◆ Challenge: Count the lines in the items below that contain the string "green", treating uppercase and lowercase as different. Give only the number.

◆ Exercise input:
****************************************

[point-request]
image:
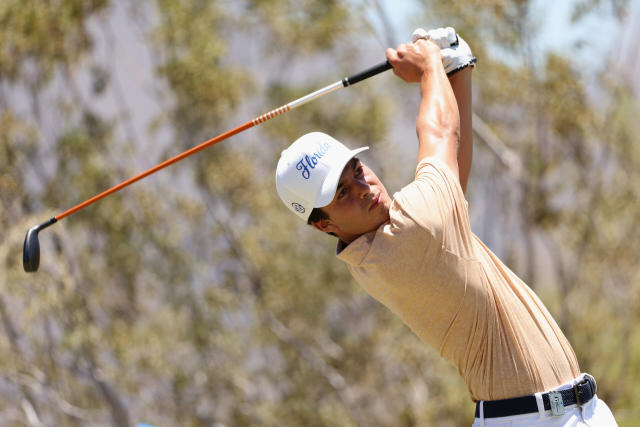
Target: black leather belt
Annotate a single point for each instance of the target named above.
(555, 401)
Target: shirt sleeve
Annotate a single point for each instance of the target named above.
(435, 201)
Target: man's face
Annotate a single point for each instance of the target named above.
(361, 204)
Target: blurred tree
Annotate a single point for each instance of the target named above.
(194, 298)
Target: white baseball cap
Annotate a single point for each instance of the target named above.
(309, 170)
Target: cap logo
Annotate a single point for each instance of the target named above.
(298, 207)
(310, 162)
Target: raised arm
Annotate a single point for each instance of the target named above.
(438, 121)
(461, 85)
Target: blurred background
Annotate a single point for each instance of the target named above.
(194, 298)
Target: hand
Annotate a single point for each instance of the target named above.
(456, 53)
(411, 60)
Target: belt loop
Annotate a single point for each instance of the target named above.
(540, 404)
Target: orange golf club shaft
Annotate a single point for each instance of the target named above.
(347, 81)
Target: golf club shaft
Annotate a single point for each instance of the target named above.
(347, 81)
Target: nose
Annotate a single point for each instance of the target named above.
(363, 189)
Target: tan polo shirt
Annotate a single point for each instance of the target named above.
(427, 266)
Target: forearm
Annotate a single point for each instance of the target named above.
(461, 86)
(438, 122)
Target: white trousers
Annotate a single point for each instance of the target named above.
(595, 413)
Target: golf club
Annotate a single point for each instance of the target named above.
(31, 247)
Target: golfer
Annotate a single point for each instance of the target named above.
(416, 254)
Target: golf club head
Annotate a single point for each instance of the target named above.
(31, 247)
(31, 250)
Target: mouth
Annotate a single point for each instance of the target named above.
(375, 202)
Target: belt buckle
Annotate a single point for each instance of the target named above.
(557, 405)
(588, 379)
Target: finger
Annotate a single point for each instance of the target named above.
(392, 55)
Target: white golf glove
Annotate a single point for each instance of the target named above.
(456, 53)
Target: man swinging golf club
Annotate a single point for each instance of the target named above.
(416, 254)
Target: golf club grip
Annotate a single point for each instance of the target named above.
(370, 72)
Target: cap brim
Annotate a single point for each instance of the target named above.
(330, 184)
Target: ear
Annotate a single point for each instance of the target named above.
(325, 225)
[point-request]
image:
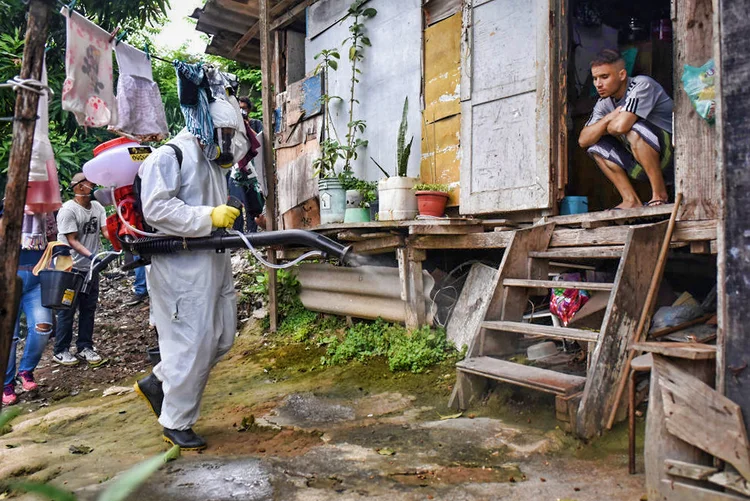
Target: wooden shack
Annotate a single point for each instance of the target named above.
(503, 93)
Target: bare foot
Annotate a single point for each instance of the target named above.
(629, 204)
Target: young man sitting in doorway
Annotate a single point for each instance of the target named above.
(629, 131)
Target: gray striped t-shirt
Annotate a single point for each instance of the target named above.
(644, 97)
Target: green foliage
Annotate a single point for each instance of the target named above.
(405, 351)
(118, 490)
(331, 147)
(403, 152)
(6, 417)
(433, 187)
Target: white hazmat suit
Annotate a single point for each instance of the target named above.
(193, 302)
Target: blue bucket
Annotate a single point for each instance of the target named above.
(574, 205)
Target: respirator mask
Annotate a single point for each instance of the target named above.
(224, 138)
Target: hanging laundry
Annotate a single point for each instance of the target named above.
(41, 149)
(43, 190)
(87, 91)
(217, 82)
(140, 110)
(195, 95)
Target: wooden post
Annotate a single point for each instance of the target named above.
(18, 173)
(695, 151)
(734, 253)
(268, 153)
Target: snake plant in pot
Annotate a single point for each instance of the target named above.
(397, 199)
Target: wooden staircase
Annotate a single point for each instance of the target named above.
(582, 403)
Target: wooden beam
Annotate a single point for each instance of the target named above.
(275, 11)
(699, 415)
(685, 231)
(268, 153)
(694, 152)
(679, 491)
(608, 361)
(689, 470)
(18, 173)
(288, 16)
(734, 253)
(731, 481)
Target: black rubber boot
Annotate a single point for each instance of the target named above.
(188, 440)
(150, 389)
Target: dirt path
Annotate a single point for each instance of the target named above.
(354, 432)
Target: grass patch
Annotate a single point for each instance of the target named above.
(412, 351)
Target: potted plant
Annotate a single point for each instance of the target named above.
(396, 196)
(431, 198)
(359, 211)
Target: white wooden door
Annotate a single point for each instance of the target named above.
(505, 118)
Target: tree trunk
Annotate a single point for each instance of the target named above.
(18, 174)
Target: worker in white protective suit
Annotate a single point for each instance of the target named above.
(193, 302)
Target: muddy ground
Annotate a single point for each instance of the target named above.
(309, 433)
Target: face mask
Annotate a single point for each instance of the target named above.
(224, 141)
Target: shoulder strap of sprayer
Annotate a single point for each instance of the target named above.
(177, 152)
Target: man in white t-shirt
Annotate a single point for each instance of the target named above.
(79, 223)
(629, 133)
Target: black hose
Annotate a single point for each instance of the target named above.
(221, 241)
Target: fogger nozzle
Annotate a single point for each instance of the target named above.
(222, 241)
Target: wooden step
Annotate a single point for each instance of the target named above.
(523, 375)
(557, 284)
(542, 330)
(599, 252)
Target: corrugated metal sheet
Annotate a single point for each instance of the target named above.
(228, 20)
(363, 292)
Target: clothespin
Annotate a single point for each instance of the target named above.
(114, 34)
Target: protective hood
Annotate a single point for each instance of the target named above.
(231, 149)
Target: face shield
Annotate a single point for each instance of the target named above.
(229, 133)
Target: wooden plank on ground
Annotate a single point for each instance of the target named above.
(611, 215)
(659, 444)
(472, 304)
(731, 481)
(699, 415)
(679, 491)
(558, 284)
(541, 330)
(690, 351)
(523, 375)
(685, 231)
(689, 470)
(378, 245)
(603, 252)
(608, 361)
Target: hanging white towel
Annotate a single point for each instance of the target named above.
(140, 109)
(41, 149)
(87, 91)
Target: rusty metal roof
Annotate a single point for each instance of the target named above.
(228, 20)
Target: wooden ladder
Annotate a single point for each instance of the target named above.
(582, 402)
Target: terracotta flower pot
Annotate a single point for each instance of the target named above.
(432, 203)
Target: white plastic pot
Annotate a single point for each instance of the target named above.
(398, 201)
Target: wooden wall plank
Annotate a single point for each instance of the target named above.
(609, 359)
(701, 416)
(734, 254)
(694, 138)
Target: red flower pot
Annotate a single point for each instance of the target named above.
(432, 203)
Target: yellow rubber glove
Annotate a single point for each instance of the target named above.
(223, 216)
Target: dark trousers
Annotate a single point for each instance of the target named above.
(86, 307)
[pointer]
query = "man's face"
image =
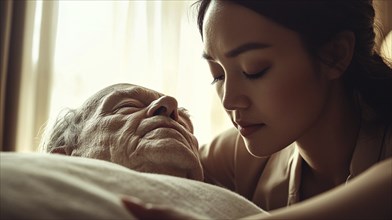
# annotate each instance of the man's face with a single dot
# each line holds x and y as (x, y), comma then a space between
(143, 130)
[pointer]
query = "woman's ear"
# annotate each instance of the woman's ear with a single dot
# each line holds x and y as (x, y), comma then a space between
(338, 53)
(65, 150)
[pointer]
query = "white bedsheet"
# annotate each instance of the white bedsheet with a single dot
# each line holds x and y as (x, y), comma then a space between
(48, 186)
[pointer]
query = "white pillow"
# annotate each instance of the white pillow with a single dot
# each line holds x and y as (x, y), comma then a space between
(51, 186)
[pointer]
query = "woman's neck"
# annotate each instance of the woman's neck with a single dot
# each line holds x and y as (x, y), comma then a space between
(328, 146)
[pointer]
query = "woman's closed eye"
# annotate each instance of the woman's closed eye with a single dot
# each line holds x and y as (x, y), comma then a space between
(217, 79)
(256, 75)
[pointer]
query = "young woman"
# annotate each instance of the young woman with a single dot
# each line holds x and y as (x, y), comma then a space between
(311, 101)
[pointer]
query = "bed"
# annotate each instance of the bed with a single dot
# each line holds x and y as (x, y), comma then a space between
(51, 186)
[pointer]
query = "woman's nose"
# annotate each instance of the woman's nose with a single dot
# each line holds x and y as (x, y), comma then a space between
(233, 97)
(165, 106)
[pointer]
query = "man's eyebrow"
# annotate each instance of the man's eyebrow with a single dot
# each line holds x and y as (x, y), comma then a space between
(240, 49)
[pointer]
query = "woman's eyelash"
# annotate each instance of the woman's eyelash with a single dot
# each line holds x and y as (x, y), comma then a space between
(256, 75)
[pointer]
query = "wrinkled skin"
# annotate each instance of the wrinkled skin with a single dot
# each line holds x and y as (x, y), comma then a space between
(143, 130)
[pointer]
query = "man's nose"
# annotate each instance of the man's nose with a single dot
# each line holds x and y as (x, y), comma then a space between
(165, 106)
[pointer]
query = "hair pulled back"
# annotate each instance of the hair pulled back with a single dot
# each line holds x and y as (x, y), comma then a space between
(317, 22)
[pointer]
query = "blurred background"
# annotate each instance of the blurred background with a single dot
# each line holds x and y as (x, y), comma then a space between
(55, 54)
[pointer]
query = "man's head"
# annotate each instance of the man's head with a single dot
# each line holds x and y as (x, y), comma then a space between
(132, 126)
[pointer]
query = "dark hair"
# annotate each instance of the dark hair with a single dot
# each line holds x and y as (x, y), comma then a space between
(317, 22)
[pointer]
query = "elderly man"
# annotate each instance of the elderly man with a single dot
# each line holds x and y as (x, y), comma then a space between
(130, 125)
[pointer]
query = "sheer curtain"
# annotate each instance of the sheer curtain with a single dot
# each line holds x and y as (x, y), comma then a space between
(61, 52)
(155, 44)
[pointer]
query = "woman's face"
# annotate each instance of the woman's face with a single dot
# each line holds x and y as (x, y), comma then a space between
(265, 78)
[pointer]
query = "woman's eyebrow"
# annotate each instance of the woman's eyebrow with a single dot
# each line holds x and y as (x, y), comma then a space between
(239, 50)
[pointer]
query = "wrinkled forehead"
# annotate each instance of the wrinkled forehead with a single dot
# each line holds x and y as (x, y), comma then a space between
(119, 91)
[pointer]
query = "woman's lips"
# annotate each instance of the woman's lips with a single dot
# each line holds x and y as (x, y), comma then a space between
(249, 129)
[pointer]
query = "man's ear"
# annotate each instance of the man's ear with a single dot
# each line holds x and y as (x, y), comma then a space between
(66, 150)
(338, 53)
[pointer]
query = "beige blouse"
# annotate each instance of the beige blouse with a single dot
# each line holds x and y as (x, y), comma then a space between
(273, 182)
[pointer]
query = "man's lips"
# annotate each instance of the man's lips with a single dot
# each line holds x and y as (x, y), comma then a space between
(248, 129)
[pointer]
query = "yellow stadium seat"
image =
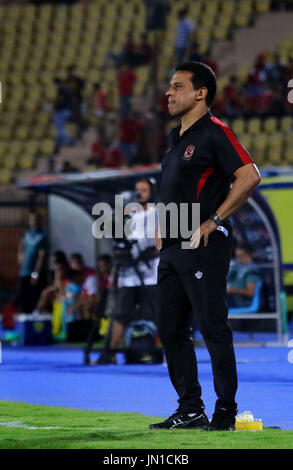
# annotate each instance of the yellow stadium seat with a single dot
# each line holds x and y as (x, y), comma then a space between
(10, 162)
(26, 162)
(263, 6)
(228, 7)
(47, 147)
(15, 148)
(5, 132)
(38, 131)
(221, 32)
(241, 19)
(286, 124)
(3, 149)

****************************************

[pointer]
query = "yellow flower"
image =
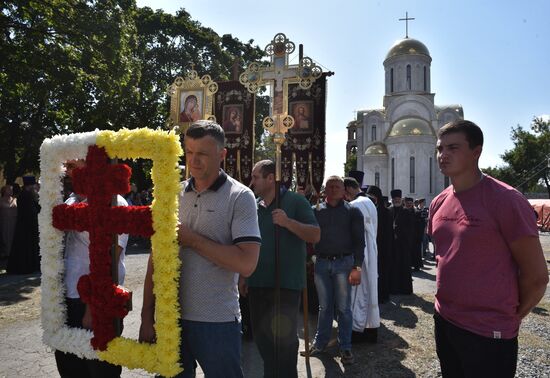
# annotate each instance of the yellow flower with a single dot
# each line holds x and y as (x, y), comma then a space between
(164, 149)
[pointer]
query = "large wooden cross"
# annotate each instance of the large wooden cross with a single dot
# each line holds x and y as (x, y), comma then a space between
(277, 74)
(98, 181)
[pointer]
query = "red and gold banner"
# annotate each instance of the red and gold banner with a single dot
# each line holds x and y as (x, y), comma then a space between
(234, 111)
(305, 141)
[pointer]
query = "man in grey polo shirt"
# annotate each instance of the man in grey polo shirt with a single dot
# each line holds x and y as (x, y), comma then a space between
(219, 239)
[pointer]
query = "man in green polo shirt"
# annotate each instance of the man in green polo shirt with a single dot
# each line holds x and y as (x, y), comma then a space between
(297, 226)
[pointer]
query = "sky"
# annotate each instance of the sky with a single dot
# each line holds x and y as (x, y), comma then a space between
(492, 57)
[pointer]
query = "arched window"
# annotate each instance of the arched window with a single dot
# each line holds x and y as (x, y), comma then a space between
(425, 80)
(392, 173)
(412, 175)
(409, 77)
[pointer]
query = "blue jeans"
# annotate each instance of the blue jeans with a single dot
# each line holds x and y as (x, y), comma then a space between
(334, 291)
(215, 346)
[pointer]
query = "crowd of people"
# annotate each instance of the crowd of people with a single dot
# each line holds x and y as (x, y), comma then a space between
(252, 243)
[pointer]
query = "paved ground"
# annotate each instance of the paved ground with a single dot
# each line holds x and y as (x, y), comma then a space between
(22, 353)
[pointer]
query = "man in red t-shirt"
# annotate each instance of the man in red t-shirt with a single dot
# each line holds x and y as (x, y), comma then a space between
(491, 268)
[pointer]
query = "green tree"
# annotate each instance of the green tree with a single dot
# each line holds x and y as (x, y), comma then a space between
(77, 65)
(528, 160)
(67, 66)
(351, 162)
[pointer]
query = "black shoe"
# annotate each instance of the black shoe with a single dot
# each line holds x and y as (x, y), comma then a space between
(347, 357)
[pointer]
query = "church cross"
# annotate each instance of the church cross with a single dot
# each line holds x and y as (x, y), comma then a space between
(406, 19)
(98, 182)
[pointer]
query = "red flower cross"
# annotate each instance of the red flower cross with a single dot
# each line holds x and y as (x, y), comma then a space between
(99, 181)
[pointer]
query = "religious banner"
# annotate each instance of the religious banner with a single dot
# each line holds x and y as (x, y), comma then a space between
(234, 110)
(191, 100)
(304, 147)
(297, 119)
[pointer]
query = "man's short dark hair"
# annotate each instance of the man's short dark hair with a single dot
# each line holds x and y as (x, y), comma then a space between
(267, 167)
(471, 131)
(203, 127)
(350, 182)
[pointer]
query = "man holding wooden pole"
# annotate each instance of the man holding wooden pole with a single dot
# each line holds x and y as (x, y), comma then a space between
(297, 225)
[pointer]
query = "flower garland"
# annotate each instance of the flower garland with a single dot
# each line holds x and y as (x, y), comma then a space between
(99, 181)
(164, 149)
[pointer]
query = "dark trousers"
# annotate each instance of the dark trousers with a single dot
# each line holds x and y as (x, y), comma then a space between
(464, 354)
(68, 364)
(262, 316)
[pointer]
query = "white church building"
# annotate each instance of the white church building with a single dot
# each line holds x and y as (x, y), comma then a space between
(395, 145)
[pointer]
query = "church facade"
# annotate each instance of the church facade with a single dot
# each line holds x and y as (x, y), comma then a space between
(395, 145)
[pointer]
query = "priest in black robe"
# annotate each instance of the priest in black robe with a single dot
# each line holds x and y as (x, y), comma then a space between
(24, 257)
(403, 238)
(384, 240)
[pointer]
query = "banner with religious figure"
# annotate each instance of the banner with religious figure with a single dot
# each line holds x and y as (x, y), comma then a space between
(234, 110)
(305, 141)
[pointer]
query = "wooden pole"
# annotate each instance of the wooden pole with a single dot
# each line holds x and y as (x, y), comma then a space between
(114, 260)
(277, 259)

****************************************

◆ Exercise output: 5